*** Opening DATA TO USE ***

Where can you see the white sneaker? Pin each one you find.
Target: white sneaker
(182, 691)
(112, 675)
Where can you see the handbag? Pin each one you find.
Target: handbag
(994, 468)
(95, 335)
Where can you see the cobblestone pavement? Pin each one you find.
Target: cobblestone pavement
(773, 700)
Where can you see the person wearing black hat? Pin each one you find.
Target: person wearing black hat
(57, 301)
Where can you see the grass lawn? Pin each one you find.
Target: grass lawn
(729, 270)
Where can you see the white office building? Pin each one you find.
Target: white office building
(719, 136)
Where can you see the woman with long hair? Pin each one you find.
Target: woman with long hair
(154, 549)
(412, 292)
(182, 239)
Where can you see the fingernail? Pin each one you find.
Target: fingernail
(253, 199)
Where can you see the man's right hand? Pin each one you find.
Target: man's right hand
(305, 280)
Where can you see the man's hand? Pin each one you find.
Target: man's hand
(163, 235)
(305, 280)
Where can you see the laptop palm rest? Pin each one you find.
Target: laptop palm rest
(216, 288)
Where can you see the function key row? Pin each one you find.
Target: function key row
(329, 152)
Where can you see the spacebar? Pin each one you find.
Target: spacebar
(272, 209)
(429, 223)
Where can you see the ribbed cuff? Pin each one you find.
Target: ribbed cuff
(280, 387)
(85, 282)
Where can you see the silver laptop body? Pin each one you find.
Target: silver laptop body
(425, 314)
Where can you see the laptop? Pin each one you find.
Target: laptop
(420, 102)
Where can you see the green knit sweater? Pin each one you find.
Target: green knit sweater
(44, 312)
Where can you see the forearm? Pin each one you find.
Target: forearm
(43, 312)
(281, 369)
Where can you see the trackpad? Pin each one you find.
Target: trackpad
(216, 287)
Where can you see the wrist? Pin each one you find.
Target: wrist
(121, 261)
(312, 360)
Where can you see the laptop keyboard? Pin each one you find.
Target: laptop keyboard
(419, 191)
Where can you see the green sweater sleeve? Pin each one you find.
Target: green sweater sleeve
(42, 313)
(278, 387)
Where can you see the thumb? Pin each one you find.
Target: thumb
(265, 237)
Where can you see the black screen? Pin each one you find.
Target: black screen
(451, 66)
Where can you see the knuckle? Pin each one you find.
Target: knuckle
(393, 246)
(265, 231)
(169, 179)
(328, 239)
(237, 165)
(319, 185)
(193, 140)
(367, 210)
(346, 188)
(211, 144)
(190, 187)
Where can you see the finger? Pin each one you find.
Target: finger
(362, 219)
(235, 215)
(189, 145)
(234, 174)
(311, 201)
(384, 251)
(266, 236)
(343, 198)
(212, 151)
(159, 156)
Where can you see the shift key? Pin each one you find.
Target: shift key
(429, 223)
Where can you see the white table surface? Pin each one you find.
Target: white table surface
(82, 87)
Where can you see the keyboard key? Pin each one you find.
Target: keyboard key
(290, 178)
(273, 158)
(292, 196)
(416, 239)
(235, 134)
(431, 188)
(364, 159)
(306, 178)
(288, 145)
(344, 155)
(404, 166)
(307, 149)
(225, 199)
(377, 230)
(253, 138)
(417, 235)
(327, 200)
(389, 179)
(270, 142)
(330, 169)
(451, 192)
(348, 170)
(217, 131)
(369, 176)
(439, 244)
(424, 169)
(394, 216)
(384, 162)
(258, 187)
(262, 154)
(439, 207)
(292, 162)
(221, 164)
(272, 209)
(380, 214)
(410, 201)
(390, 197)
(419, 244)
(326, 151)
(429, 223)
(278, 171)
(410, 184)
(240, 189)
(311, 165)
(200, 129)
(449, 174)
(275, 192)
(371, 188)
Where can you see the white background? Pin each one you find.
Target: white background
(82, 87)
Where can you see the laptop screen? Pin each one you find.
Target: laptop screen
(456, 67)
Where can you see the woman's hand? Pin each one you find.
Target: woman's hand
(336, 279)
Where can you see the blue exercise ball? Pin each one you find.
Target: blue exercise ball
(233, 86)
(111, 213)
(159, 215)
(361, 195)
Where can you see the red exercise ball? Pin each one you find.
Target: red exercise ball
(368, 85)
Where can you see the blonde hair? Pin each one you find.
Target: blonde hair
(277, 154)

*** Closing DATA TO USE ***

◆ THE TASK:
Nothing in the records should change when you repeat them all.

◆ SOLUTION FOR THIS TASK:
Where can you see the white sneaker? Pin each one you find.
Target: white sneaker
(182, 691)
(112, 675)
Where can you see the handbag? Pin each one you find.
Target: handbag
(994, 468)
(95, 335)
Where can you see the cobblestone pavement? Pin each one you find.
Target: cobblestone pavement
(773, 700)
Where can you see the person wearing black hat? Pin each one you find.
Target: person wearing black hat
(57, 301)
Where can you see the grass lawn? Pin each one you find.
Target: grass lawn
(729, 270)
Where can you see the white office building? Pin each one you find.
Target: white office building
(719, 136)
Where can you see the woman with long hair? Pin each one you find.
Target: woman with long hair
(154, 549)
(412, 292)
(182, 239)
Where can you see the fingernail? Pin each one you find.
Target: fingernail
(253, 199)
Where can you see the man's right hand? Pin each one you find.
Target: man's right hand
(305, 280)
Where can you see the man's hand? Pin each one you find.
Target: man's hand
(163, 235)
(305, 280)
Where can you see the laptop palm rest? Pin each one you find.
Target: laptop palm rest
(216, 288)
Where can you see the function key row? Pin each one you find.
Target: function key row
(329, 152)
Where can you see the spacebar? Pin each one you find.
Target: spacebar
(272, 209)
(429, 223)
Where can you see the ribbed cuff? Pin each one you find.
Target: ribbed cuff
(280, 387)
(85, 282)
Where can you see the silver laptop body? Pin each one you find.
Target: silver laptop body
(425, 314)
Where can you see the laptop? Pin each one you find.
Target: laptop
(420, 102)
Where can you see the green knit sweater? Pin each one you find.
Target: green knit sweater
(44, 312)
Where can you see the forearm? Pin each one you find.
Target: forearm
(43, 312)
(281, 369)
Where can you see the trackpad? Pin each one you find.
Target: trackpad
(216, 287)
Where can you see the wrist? Pin each one you find.
Target: wrist
(121, 261)
(312, 360)
Where can you see the laptop keyboard? Pin each one you find.
Target: laptop keyboard
(419, 191)
Where can you see the green sweater sleeve? Pin each one you find.
Target: green sweater sleeve
(42, 313)
(278, 387)
Where can you see the thumb? Pin each one you find.
Target: thumb
(265, 237)
Where can you see the black screen? Pin each one you find.
Target: black screen
(451, 66)
Where can you see the knuckle? Pin each one you find.
Target: knuckle
(393, 246)
(265, 231)
(169, 179)
(328, 239)
(237, 165)
(319, 185)
(193, 140)
(367, 210)
(346, 188)
(211, 144)
(190, 187)
Where can you see the finger? Pin each one you find.
Target: finger
(362, 219)
(235, 215)
(189, 145)
(234, 174)
(311, 201)
(384, 251)
(266, 236)
(343, 198)
(212, 151)
(159, 156)
Where can you see the shift key? Pin each one you find.
Target: shift key
(429, 223)
Where can you see the white table surface? Pin each one you find.
Target: white table surface
(82, 87)
Where can you see the keyboard key? Pin each one you find.
Target: keyboard key
(290, 178)
(273, 158)
(292, 196)
(416, 239)
(235, 134)
(431, 188)
(364, 159)
(306, 178)
(288, 145)
(344, 155)
(404, 166)
(307, 149)
(225, 199)
(377, 230)
(253, 138)
(417, 235)
(327, 200)
(389, 179)
(270, 142)
(330, 169)
(451, 192)
(348, 170)
(217, 131)
(369, 176)
(439, 244)
(424, 169)
(394, 216)
(384, 162)
(258, 187)
(262, 154)
(439, 207)
(292, 162)
(221, 164)
(272, 209)
(380, 214)
(410, 201)
(390, 197)
(419, 244)
(326, 151)
(429, 223)
(278, 171)
(410, 184)
(240, 189)
(311, 165)
(200, 129)
(449, 174)
(275, 192)
(371, 188)
Where can you see the white background? Pin each one you find.
Target: white background
(82, 87)
Where can you see the laptop screen? Pin each one you find.
Target: laptop screen
(456, 67)
Where can you see the woman's hand? Pin each one you find.
Target: woman's hand
(336, 279)
Where can you see the blue exercise ball? Pin each one you find.
Target: blue exercise ball
(233, 86)
(111, 213)
(159, 215)
(361, 195)
Where can you see the red exercise ball? Pin each one you find.
Target: red exercise ball
(368, 85)
Where can you see the blonde hair? Pin each one you find.
Target: blonde hair
(277, 154)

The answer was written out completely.